MATERIAL FOR THE TASK:
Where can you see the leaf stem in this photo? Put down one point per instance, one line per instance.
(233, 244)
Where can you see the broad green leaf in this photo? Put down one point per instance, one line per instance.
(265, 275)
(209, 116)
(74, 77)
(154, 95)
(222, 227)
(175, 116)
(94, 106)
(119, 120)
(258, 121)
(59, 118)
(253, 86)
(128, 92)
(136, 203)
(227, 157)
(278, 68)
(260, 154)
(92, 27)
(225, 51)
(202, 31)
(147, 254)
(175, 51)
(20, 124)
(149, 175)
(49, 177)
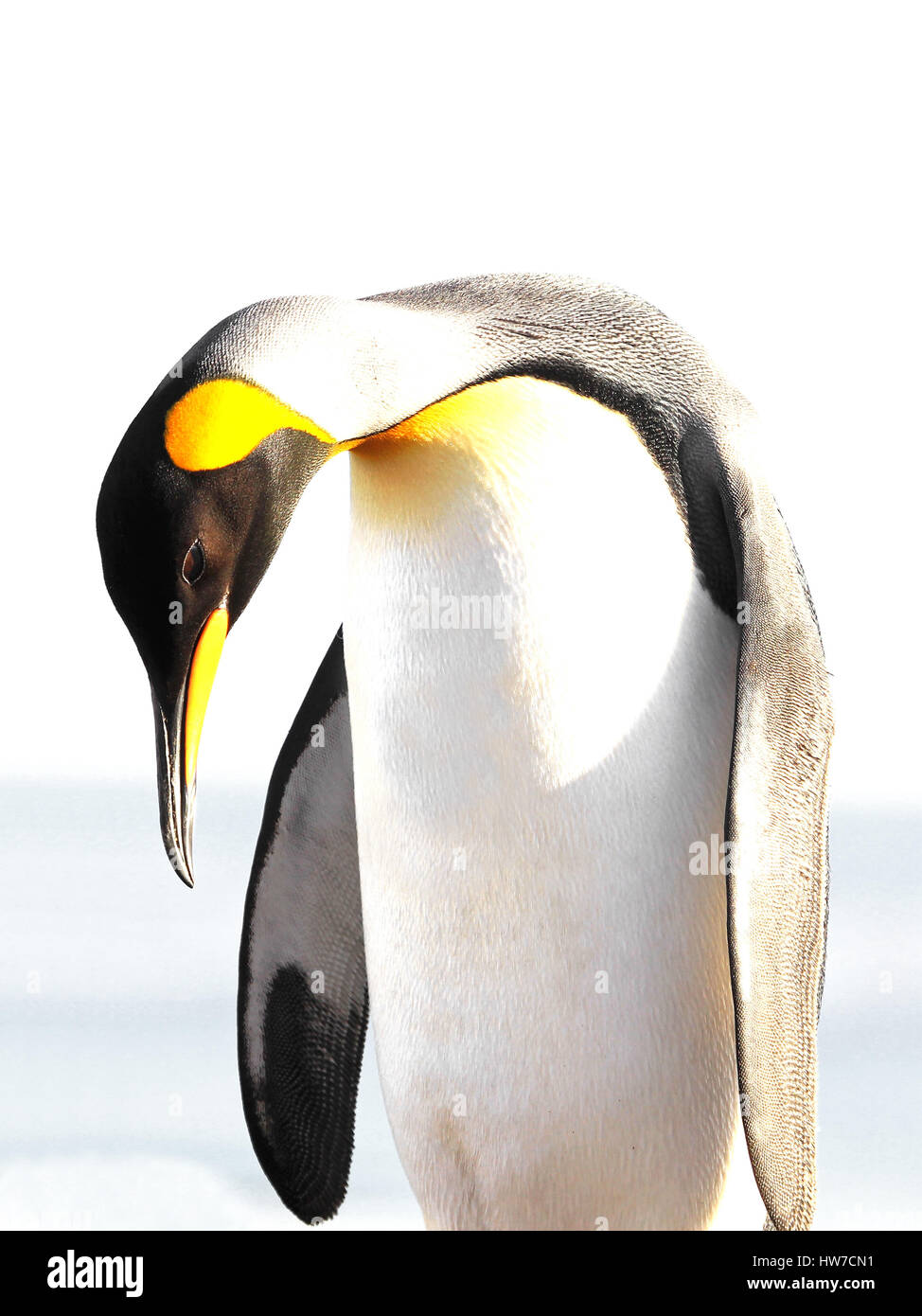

WHAT IS NEEDED: Without the pictures, copy the material exactly as given.

THE ANSWER:
Where can you see the leaf stem in this photo? Put down one point per instance, one line per instance.
(233, 244)
Where can you see the broad green leaf in this photo? Put down one point per instance, one line per instance.
(265, 275)
(209, 116)
(74, 77)
(154, 95)
(222, 227)
(175, 116)
(94, 106)
(119, 120)
(258, 121)
(59, 118)
(253, 86)
(128, 92)
(136, 203)
(227, 157)
(278, 68)
(260, 154)
(92, 27)
(225, 51)
(202, 31)
(147, 254)
(175, 51)
(20, 124)
(149, 175)
(49, 177)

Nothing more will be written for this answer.